-- Records to process --
=== Section Start ===
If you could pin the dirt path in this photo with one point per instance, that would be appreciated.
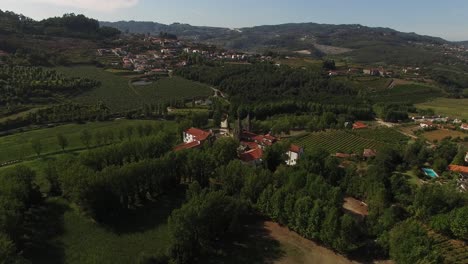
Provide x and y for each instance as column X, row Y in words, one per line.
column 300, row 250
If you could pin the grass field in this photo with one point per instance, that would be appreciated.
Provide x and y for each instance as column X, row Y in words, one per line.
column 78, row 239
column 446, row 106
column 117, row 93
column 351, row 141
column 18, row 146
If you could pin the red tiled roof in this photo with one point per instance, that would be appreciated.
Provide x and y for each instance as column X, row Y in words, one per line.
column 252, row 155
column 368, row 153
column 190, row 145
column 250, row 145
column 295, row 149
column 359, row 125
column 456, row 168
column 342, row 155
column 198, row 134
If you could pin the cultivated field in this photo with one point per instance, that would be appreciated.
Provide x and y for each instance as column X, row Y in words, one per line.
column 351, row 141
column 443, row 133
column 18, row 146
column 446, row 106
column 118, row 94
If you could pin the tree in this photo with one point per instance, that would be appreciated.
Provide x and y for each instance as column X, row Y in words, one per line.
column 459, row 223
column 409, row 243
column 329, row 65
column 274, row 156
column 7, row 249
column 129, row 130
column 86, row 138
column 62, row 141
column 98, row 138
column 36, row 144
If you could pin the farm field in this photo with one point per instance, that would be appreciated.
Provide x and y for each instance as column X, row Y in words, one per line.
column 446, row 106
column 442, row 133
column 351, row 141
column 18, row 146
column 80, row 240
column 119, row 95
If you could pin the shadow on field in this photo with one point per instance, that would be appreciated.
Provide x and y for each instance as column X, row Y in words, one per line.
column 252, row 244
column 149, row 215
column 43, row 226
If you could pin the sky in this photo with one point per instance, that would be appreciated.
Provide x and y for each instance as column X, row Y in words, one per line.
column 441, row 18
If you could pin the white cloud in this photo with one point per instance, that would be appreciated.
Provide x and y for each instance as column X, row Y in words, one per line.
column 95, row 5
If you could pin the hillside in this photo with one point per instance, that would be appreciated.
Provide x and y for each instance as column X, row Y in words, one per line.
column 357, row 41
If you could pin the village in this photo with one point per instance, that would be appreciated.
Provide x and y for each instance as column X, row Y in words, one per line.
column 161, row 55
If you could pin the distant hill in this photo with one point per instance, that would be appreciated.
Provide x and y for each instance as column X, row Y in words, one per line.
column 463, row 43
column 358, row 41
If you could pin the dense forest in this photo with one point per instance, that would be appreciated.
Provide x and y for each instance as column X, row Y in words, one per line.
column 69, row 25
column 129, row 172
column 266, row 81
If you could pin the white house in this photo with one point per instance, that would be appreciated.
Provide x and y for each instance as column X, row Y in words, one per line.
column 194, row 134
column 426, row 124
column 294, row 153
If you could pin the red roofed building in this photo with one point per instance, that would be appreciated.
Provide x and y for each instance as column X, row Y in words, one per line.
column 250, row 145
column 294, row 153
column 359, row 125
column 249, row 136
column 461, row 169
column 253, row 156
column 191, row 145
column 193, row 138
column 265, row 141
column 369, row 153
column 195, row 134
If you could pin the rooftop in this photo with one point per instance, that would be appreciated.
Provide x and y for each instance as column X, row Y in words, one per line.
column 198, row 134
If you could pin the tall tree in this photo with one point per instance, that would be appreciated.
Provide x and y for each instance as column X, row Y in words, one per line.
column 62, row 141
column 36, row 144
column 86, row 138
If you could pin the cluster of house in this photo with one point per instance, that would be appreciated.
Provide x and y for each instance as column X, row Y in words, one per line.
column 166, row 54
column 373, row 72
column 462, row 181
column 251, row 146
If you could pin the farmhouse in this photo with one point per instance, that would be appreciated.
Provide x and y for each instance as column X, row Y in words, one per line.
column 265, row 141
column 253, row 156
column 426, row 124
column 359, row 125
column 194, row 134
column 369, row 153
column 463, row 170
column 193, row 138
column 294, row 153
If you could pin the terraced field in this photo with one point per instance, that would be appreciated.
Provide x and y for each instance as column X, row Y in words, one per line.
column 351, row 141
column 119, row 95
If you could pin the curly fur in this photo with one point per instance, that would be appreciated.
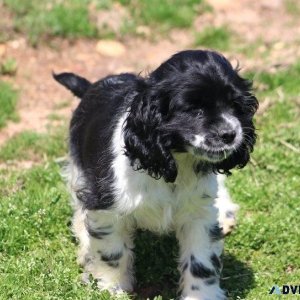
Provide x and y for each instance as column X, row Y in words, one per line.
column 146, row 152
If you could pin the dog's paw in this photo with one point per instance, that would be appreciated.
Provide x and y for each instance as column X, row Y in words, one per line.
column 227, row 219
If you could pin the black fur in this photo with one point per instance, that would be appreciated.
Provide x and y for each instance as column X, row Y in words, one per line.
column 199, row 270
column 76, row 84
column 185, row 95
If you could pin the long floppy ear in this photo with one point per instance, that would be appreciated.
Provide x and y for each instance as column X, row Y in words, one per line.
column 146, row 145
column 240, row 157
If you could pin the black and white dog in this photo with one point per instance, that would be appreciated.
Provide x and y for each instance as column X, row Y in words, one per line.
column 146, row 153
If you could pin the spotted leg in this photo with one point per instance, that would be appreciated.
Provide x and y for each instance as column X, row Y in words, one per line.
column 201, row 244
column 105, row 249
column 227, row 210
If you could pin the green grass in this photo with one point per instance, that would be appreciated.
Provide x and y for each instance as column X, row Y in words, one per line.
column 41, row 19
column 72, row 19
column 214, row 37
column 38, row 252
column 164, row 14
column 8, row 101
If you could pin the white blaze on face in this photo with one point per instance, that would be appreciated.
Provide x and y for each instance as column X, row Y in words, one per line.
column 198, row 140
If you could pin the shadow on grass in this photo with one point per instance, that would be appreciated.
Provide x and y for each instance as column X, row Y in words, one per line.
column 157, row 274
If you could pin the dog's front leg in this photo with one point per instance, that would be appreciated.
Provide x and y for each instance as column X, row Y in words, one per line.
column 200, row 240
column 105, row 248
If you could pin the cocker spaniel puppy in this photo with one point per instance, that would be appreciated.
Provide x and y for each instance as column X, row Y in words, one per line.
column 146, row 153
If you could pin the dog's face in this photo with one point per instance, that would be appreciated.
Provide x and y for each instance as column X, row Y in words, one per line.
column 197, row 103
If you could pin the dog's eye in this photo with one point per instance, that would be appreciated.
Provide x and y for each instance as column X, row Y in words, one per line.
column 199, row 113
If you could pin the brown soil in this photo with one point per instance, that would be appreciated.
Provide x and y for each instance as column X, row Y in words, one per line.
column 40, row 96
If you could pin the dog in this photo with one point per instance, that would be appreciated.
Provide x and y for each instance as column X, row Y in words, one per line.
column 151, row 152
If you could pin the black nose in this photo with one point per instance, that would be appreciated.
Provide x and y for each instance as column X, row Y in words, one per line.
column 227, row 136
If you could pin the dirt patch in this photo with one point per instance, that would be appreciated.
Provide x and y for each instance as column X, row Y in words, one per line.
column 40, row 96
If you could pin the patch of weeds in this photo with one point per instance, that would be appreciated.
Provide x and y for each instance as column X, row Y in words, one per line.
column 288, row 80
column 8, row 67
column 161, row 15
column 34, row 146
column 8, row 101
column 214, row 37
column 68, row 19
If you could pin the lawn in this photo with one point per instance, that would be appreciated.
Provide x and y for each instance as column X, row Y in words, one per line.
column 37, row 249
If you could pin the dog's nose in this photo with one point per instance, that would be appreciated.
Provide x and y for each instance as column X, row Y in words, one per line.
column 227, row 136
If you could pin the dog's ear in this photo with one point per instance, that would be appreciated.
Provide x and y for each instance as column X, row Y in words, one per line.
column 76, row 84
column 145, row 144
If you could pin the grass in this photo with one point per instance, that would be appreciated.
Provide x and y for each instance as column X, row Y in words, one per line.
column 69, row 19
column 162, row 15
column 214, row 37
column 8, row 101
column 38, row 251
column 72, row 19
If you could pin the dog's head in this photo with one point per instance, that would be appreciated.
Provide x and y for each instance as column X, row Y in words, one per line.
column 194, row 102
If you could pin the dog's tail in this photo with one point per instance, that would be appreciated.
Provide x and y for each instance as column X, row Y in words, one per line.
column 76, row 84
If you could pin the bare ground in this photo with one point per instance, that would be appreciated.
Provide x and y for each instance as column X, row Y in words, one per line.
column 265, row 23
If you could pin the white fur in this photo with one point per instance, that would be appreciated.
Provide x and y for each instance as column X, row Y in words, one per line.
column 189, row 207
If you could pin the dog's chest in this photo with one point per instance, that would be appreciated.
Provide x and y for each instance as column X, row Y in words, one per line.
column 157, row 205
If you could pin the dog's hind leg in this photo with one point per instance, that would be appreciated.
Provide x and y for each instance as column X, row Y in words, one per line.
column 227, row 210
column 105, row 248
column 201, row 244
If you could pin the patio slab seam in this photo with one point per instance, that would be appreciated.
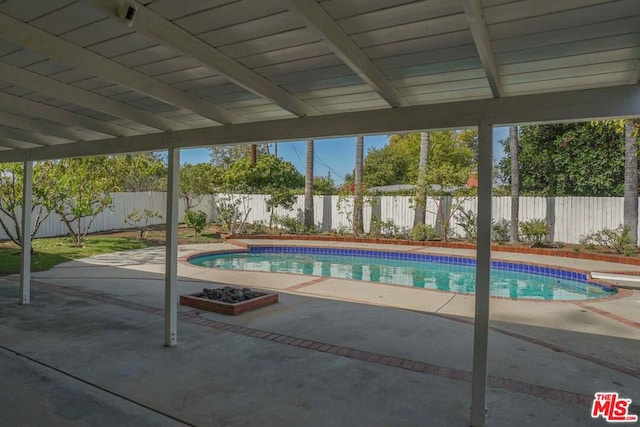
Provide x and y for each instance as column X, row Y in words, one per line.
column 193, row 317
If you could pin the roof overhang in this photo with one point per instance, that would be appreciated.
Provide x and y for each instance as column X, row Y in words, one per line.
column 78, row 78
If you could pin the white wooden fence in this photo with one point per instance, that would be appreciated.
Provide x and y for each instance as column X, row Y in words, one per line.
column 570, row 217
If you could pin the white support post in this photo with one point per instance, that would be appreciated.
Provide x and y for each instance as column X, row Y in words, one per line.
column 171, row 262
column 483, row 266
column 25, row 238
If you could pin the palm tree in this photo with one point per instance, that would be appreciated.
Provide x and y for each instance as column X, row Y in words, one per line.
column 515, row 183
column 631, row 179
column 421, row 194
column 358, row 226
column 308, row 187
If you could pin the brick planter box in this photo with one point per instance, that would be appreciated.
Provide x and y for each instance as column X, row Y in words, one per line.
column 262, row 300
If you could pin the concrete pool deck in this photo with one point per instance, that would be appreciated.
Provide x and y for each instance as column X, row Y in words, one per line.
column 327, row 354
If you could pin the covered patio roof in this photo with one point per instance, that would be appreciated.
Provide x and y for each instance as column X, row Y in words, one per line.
=== Section End ===
-- What you need to do --
Using the listing above, find how many lines include "nose"; reply with the number and no other words.

-- Output for this task --
2